Render the listing below as a JSON list of strings with one string per line, leaving out blank lines and the picture.

begin Material for this exercise

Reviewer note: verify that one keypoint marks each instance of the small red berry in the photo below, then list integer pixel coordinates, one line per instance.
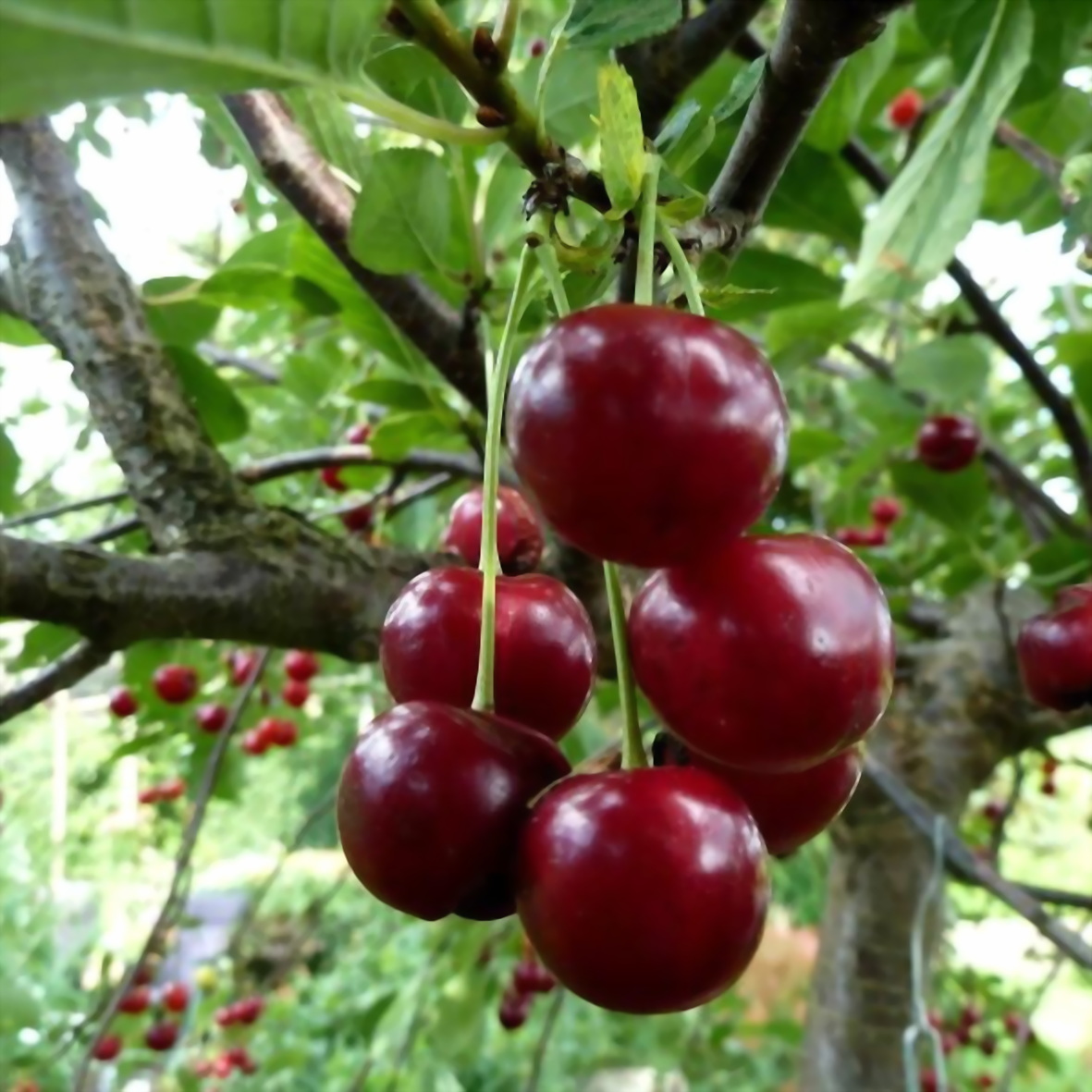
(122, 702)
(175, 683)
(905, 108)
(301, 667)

end Material for this exercise

▸ Solution below:
[
  "Reviewer note: verify that one keypoint marks each instance of the small red berry in the photo below, then list integer pixel coordinates, one line per instance.",
  "(122, 702)",
  "(175, 683)",
  "(905, 108)",
  "(301, 667)"
]